> [Objective]: Transcribe the tail of the listing: start at the line containing "Practice. Place a marker on each instance of the sky" and stop after the last line, keeping every character as is and adding nothing.

> [Dataset records]:
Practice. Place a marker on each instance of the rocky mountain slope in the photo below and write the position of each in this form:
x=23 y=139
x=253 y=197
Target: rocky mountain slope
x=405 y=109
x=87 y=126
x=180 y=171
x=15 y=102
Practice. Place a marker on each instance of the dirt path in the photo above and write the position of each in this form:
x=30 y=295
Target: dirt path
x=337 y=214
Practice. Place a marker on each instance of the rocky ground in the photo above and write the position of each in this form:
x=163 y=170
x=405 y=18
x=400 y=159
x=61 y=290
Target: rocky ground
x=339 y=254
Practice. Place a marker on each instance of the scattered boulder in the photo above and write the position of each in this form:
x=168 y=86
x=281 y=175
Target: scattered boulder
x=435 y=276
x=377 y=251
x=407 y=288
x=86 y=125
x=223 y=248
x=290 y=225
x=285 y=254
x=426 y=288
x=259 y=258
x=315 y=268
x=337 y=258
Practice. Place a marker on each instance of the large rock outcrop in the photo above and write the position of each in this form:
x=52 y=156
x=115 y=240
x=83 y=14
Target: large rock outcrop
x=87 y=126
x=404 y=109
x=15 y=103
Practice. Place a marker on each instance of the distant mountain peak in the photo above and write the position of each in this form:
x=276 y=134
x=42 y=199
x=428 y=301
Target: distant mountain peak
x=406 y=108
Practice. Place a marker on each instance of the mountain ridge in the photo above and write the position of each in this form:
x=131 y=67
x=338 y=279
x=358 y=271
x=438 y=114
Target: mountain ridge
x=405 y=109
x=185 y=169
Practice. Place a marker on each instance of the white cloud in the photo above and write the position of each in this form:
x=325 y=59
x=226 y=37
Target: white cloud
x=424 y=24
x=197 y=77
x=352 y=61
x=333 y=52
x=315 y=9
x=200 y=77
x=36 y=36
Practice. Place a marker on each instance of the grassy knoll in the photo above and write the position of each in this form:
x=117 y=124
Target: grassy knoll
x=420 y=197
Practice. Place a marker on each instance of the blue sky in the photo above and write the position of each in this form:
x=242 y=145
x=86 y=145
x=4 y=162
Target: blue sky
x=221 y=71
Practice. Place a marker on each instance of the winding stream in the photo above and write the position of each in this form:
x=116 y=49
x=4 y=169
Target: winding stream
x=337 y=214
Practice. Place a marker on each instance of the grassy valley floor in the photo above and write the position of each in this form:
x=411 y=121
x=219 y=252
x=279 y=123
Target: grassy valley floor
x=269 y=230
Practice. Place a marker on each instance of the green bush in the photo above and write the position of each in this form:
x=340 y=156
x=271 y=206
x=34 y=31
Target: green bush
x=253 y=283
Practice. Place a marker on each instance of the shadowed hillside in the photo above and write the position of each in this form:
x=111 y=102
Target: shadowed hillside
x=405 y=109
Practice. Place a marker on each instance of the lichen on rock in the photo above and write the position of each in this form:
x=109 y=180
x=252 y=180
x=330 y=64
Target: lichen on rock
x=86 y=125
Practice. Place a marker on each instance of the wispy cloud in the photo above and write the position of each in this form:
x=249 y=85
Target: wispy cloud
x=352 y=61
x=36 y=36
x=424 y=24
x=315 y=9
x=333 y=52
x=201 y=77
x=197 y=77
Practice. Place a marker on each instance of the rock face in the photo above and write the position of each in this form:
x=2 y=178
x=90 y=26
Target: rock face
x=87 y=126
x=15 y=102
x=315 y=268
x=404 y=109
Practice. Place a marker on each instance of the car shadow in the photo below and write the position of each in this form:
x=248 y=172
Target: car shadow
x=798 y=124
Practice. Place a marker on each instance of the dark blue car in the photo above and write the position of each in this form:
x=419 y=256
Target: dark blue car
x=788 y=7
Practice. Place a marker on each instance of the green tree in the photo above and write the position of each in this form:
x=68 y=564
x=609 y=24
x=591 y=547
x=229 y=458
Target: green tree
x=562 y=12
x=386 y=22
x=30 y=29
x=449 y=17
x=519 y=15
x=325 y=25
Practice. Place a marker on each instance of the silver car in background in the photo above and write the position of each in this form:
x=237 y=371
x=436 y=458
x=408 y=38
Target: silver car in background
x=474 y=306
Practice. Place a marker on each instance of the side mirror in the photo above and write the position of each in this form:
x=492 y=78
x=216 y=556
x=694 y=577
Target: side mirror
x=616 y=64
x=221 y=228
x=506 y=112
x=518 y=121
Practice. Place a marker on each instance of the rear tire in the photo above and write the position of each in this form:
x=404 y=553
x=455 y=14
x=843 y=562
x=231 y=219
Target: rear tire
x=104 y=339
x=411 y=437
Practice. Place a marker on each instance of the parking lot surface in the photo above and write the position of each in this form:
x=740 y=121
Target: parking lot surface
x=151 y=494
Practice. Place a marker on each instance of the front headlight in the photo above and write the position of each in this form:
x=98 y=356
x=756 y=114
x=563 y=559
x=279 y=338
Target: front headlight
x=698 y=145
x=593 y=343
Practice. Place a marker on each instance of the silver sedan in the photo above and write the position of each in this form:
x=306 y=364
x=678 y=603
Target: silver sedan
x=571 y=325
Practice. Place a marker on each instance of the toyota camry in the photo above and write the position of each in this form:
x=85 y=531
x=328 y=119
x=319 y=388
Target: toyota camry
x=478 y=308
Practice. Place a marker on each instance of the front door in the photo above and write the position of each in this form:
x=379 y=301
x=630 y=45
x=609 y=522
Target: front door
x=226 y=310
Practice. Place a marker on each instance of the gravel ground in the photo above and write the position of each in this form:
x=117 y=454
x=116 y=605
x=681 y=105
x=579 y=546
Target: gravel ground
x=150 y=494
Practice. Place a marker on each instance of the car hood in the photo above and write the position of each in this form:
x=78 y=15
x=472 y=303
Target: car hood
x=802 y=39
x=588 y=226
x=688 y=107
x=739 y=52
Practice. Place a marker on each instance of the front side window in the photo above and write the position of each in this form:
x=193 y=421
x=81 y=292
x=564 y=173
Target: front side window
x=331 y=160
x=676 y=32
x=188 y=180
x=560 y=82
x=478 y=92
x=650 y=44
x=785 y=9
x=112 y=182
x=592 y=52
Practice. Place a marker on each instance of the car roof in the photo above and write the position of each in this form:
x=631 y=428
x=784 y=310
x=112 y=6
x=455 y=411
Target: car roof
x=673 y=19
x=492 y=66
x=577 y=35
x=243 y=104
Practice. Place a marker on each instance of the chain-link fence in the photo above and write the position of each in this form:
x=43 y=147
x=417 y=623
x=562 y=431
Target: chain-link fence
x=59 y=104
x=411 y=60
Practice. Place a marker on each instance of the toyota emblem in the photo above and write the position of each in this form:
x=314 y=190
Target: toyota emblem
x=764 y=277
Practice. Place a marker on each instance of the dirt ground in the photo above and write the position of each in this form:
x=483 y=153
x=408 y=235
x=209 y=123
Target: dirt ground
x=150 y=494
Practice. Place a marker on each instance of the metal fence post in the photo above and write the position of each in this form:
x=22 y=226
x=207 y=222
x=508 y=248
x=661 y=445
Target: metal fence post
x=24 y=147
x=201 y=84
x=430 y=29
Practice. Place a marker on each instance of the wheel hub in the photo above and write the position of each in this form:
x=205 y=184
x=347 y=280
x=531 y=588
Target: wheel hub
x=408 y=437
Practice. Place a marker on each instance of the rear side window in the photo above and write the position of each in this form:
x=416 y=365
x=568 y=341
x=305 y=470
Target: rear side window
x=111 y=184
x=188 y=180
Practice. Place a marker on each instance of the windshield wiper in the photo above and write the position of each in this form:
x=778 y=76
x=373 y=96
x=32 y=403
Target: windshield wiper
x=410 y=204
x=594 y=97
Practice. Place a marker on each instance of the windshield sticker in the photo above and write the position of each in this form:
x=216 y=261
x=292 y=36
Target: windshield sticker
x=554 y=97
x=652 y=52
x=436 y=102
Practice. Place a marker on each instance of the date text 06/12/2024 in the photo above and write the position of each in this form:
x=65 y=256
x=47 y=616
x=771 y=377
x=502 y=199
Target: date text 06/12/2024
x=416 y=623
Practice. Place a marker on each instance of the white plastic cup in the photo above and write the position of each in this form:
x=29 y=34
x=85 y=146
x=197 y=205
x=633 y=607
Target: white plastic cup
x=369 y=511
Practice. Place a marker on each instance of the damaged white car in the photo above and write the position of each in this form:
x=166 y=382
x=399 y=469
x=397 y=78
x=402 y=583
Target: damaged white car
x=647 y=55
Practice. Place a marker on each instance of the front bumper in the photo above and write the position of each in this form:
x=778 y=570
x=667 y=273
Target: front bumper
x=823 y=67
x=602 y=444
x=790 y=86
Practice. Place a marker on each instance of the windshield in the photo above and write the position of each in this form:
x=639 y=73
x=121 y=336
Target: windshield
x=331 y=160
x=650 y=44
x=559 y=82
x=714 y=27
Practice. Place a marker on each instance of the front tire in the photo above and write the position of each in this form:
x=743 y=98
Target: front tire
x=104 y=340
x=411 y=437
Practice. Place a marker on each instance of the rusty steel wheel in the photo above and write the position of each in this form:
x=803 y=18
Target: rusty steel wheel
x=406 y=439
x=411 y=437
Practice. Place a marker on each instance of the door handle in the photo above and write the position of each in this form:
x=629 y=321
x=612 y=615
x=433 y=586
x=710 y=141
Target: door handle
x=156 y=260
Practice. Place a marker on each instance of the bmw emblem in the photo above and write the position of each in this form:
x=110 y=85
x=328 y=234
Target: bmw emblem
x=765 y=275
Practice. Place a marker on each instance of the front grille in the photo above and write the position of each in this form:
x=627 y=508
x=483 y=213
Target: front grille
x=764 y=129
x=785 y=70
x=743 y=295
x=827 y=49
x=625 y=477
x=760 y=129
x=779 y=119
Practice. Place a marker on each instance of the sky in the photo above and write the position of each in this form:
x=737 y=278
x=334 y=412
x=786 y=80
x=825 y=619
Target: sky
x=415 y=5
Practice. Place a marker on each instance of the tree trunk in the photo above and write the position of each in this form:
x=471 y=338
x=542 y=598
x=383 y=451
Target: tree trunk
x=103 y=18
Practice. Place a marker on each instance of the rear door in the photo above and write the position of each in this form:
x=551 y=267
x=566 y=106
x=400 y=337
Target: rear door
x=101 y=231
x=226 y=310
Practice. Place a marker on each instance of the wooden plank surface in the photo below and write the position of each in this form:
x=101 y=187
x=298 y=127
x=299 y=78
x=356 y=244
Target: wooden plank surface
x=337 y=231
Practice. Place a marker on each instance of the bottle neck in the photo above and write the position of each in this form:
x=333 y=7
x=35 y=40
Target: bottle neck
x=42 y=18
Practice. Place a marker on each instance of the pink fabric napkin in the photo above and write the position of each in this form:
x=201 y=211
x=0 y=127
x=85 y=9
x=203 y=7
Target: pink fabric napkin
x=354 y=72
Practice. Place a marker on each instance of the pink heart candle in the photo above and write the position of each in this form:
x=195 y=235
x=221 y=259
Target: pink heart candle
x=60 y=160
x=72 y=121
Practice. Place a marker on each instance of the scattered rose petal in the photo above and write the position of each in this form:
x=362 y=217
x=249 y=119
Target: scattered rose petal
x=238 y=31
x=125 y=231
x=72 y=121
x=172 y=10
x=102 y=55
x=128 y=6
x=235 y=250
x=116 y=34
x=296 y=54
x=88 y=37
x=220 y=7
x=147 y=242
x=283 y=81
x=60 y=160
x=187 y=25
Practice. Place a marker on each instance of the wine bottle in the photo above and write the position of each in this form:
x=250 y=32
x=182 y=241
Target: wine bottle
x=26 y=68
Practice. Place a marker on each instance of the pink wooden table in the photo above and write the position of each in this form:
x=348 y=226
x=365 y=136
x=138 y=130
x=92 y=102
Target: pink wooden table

> [Written solution]:
Practice. Place a marker on each instance of the sky in the photo above and write the position of each in this form:
x=737 y=278
x=334 y=412
x=786 y=80
x=825 y=619
Target: sky
x=415 y=5
Practice. Place a marker on each instance of the tree trunk in the photo above and write the position of each in this form:
x=471 y=338
x=542 y=598
x=383 y=451
Target: tree trunk
x=103 y=18
Practice. Place a marker on each instance of the rear door in the photo above and write the position of each in this form:
x=551 y=267
x=566 y=106
x=400 y=337
Target: rear door
x=101 y=231
x=226 y=310
Practice. Place a marker on each instance of the wooden plank surface in the photo below and write the position of each in this form:
x=101 y=187
x=298 y=127
x=299 y=78
x=356 y=244
Target: wooden plank surface
x=337 y=231
Practice. Place a marker on each instance of the bottle neck in the photo above and write the position of each in this form:
x=333 y=7
x=35 y=40
Target: bottle neck
x=42 y=18
Practice. Place a marker on each instance of the pink fabric napkin in the photo above and write the position of each in this form:
x=201 y=211
x=0 y=127
x=85 y=9
x=203 y=7
Target: pink fabric napkin
x=354 y=72
Practice. Place a marker on each instance of the pink heart candle in the photo above and write the position of each in this form:
x=195 y=235
x=221 y=259
Target: pink heart candle
x=60 y=160
x=72 y=121
Practice. Place a marker on each instance of the scattered rose petal in the photo above and write the position of each in this form:
x=362 y=217
x=249 y=119
Target: scattered rose petal
x=238 y=31
x=125 y=231
x=72 y=121
x=172 y=10
x=102 y=55
x=128 y=6
x=235 y=250
x=116 y=34
x=296 y=54
x=88 y=37
x=220 y=7
x=147 y=242
x=283 y=81
x=60 y=160
x=187 y=25
Practice. Place a marker on each instance of the wine bottle in the photo above and write the position of each in this form:
x=250 y=32
x=182 y=241
Target: wine bottle
x=26 y=68
Practice. Place a marker on each instance of the pink wooden table in the photo above and write the position of each in this form:
x=348 y=226
x=365 y=136
x=138 y=130
x=92 y=102
Target: pink wooden table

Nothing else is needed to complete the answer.